+++ ENTRIES SHOWN +++

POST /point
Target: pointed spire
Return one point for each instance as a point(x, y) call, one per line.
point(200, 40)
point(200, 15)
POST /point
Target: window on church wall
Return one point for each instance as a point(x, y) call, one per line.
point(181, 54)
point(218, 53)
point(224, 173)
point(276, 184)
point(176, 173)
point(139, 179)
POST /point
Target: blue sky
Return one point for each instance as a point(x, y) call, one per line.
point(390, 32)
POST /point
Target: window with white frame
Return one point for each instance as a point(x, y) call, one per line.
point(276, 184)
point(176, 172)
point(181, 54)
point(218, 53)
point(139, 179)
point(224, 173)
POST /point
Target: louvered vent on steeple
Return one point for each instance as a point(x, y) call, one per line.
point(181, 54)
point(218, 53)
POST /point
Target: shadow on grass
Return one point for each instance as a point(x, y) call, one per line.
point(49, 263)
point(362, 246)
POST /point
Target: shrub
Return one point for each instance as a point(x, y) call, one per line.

+++

WORK REQUIRED - Reproduce each line from the data that has "window" in it.

OUTPUT BELOW -
Target: window on church wall
Target: window with white frame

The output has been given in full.